*Parts of the exercise*.
1. Using the text on context windows, answer each of these:
(a) In English, roughly how many words do 1,000 tokens represent?
(b) What window size does the table list for Claude 2?
(c) What three advances does the size evolution reflect?
2. From the text on context windows, return word for word the passage between "This evolution reflects" and "conversations in a single interaction.", inclusive.
++++ Extract ++++
Jonatan Matajonmatum.com
conceptsnotesexperimentsessays
© 2026 Jonatan Mata. All rights reserved.v2.1.1
Concepts

Context Windows

The maximum number of tokens an LLM can process in a single interaction, determining how much information it can consider simultaneously to generate responses.

evergreen#context-window#tokens#llm#memory#attention#scaling

What it is

The context window is the maximum limit of tokens (words and subwords) that an LLM can process in a single interaction. It includes both input (prompt, context, conversation history) and output generated by the model. It's essentially the model's "working memory" during a session.

A token doesn't exactly equal a word. In English, 1,000 tokens represent approximately 750 words, while in Spanish it's about 600 words due to morphological differences in the language. This window determines how much context the model can maintain to generate coherent and contextually relevant responses.

The context window is a physical constraint of the model, determined by its architecture and training. It cannot be dynamically expanded — it's a fixed limit that defines the system's fundamental capabilities.

Historical size evolution

YearModelWindowApproximate equivalent
2022GPT-3.54K tokens~8 pages
2023GPT-48K–32K tokens~16-64 pages
2023Claude 2100K tokens~200 pages
2024Claude 3200K tokens~400 pages
2024Gemini 1.51M–2M tokens~2,000-4,000 pages

This evolution reflects advances in efficient attention architectures, training techniques, and computational capacity. Recent models can process complete documents, extensive codebases, or very long conversations in a single interaction.
++++ Information supplied ++++
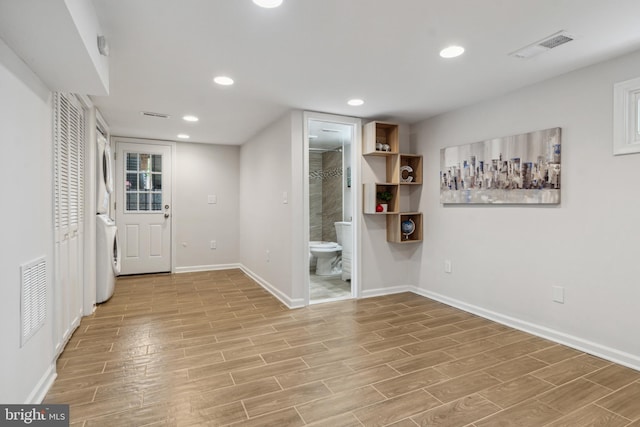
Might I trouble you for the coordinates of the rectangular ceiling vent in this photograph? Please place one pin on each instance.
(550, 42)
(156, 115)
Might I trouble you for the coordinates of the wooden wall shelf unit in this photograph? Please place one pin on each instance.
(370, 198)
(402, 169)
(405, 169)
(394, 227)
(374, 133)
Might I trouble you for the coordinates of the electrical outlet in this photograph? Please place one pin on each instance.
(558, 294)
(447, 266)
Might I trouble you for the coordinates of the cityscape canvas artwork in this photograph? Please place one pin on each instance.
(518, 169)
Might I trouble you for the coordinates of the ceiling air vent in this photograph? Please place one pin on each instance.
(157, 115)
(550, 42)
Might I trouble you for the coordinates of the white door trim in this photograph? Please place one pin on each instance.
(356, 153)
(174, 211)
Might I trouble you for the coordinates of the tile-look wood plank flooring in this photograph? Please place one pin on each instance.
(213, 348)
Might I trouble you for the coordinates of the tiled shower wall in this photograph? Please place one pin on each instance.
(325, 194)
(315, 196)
++++
*Completed exercise*.
1.
(a) Approximately 750 words.
(b) 100K tokens.
(c) Efficient attention architectures, training techniques, and computational capacity.

2.
This evolution reflects advances in efficient attention architectures, training techniques, and computational capacity. Recent models can process complete documents, extensive codebases, or very long conversations in a single interaction.